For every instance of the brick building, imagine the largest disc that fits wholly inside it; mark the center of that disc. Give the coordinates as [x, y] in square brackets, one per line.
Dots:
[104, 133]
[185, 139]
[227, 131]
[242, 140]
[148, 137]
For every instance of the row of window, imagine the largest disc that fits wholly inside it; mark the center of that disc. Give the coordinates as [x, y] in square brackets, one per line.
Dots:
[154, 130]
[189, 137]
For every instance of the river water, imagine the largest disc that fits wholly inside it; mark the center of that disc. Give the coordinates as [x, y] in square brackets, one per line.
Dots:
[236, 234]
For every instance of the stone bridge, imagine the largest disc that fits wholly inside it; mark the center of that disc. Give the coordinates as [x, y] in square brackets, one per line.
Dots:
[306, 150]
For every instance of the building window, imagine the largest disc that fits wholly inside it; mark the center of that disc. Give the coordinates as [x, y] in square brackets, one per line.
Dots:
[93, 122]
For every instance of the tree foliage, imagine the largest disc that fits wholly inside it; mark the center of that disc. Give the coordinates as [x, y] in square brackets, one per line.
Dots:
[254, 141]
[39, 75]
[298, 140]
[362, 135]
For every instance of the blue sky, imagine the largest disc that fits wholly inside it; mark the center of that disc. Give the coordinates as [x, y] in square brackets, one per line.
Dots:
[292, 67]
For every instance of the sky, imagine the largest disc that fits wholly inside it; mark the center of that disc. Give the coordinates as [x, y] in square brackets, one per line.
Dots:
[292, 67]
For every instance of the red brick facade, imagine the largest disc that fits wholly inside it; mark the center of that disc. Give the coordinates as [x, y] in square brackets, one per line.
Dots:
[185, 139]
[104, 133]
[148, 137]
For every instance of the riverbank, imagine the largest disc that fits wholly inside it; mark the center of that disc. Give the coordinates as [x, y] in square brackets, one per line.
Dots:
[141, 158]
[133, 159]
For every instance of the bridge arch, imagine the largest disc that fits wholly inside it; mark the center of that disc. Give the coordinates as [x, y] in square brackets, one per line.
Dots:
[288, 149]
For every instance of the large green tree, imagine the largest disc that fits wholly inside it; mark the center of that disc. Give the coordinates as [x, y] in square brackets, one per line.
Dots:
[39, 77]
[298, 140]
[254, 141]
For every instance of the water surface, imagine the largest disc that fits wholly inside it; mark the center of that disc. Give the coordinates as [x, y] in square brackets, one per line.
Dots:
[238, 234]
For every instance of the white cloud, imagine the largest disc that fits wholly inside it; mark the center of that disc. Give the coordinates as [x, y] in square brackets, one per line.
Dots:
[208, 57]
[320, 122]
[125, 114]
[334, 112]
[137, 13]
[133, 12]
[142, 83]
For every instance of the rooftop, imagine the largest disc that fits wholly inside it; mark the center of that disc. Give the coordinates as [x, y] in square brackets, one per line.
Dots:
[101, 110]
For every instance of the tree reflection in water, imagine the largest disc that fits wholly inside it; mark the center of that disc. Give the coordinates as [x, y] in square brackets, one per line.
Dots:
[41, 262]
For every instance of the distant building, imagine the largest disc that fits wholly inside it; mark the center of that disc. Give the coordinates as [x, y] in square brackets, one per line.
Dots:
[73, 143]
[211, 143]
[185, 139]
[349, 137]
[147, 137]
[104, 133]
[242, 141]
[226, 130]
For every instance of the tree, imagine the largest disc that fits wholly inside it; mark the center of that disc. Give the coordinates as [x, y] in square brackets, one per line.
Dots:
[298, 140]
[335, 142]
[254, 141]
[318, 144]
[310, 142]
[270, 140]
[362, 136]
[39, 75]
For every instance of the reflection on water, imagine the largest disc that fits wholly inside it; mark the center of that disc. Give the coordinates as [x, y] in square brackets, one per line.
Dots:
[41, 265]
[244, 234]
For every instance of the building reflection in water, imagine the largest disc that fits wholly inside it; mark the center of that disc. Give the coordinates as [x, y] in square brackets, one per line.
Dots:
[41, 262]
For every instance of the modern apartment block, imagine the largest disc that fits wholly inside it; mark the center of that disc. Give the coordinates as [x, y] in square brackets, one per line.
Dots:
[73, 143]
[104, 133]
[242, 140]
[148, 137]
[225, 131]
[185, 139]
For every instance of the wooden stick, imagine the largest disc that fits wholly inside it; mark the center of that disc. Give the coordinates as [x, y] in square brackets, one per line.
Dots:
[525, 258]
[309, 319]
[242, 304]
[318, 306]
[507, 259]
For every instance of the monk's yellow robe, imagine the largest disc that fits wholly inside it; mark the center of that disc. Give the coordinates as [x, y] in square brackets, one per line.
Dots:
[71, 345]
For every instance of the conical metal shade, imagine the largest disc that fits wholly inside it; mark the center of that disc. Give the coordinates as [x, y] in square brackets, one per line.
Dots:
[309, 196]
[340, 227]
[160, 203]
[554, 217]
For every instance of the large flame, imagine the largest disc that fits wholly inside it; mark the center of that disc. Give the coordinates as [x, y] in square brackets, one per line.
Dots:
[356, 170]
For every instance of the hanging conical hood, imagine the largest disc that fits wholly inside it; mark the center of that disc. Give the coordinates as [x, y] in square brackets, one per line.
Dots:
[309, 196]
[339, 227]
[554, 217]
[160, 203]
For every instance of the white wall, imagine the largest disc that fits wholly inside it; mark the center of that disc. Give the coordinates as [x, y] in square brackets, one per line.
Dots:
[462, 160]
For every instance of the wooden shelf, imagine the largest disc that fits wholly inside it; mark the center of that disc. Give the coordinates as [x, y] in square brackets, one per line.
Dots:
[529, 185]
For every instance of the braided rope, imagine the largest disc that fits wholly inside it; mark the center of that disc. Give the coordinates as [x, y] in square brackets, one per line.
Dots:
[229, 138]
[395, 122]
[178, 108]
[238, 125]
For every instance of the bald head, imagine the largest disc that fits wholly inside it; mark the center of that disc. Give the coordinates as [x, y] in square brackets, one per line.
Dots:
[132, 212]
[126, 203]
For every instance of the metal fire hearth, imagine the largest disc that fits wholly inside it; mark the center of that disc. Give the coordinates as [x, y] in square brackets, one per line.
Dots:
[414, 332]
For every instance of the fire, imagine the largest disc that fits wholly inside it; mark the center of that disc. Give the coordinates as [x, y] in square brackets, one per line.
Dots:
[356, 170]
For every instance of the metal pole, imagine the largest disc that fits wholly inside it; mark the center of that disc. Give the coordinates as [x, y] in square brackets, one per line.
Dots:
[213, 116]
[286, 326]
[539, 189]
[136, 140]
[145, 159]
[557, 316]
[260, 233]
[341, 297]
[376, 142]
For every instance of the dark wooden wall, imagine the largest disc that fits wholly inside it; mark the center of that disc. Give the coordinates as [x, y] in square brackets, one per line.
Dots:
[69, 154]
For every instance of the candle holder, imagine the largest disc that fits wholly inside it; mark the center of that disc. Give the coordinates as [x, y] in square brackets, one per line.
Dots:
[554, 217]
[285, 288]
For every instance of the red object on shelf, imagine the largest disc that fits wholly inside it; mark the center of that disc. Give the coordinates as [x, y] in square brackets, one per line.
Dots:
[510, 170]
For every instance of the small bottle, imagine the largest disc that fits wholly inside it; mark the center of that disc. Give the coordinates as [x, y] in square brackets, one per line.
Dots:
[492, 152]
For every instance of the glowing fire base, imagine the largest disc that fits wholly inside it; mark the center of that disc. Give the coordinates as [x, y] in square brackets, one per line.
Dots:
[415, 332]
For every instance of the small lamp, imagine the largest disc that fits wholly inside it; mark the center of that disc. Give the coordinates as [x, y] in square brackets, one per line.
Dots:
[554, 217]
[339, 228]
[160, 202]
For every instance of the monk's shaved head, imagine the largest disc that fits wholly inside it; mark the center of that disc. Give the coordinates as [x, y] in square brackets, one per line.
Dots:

::::::::::

GIVEN TASK ▸
Copy the records above word for word, from the line containing "For every instance of the monk's shaved" through the last line.

SOLVED EXERCISE ▸
For every instance of the monk's shaved head, imagine the largest disc that fits wholly inside it; mark the center of that disc. Give the coordinates as [x, y] in square brackets, one per line.
Dots:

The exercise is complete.